## Selected passage
>>

          Realizing that silence and misdirection was not helping, we come to my fourth encounter.
 
                              Infatuation with the Wrong Person
          After this, I knew I couldn’t just keep it in.  I met a person who lit my mind and heart on fire.  I enjoyed spending time with them.  We each had our own demons to deal with and while we had a lot in common- they were just not interested in me.  The intensity of our friendship gave me the bravery to tell them I liked them.  Looking back, I could have known that they didn’t feel the same.  Yet, this was the first time I let myself feel infatuation.

          So, I found myself in a situation that many face in adolescence or young adult years for which I had no skill or experience.  I was heart-broken and the emotional intensity of all of it terrified me.  There was really no one in my life that could say, “Hey, it happens.  Here are some ways you can deal with it.”  Gratefully, I did have supportive friends who would just listen and let me have my feelings.

          After this experience, life’s energy had to go to other pressing needs.  That was fine with me as I really didn’t understand what was happening.  It would take eight years to suss it all out and find the bravery to put myself back out there again.  The time was necessary, if not lonely and difficult at times. 

                              A Note On Those I Missed 

          Then there are the ones that I am sure I obliviously hurt.  Due to this lack of awareness and experience, I am sure are those that I engaged with this behavior who never spoke up or said a word.  That is perhaps the hardest to live with.  The regret that I feel for this time in my life is great.  The road to self-forgiveness- to patience and love for myself was no small thing.  And it is ongoing.

                              Adolescence In Your Thirties
          There is no right or wrong way to be an adolescent.  The experiences there in are as varied as there are people.  We do not have a society prepared for thirty or forty or sixty year old teenagers.  I wish I could have known just how hard all of this would be.  No therapist was prepared to help me understand the genderqueer aspects of these relationships.  I had therapists who helped me figure out my own shame and the trauma.  They helped me be strong in myself after the fact.

          What I wish for?  That people who are in community with transgender and genderqueer folks understand that there is a developmental curve for folks who are coming out post teenage years.  It is on the trans/gq person to figure this stuff out, but none of us grow in isolation.  We need our communities.  An aware person coming out in aware communities of support can mean the world of difference.

          Ten years since I came out publicly and what I can say is that it gets easier.  I still bumble around in my relationships, but I have found folks who are willing to hear that I have little experience and help me figure it out.  I might have jumped into this sooner if I had known a few things:
  1. Be conscientious about the fact that the rules will change and you will need to pay attention to how you relate to folks in all kinds of ways.
<<
## Source information
>>
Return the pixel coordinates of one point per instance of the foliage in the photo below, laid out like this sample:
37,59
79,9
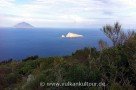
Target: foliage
116,66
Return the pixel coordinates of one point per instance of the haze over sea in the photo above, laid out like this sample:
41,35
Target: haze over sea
20,43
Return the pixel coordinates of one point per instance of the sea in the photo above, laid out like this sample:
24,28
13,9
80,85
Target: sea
20,43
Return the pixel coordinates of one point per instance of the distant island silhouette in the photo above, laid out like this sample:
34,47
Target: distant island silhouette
23,25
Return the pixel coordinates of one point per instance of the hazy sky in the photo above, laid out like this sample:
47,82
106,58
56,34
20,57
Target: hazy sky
68,13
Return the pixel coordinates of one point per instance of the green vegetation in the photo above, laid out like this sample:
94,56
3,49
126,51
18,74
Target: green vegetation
115,66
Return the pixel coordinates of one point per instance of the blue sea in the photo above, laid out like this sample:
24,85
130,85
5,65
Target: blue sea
44,42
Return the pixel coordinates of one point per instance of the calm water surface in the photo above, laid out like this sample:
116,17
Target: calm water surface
21,43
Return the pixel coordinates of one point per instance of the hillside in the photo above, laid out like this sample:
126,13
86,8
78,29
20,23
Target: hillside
110,68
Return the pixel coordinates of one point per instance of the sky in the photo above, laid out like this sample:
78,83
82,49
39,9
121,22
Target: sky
<<
## What is expected
Reproduce word for word the part of the coming-out essay starting with "Adolescence In Your" and going on through "after the fact.".

## Exercise result
Adolescence In Your Thirties
          There is no right or wrong way to be an adolescent.  The experiences there in are as varied as there are people.  We do not have a society prepared for thirty or forty or sixty year old teenagers.  I wish I could have known just how hard all of this would be.  No therapist was prepared to help me understand the genderqueer aspects of these relationships.  I had therapists who helped me figure out my own shame and the trauma.  They helped me be strong in myself after the fact.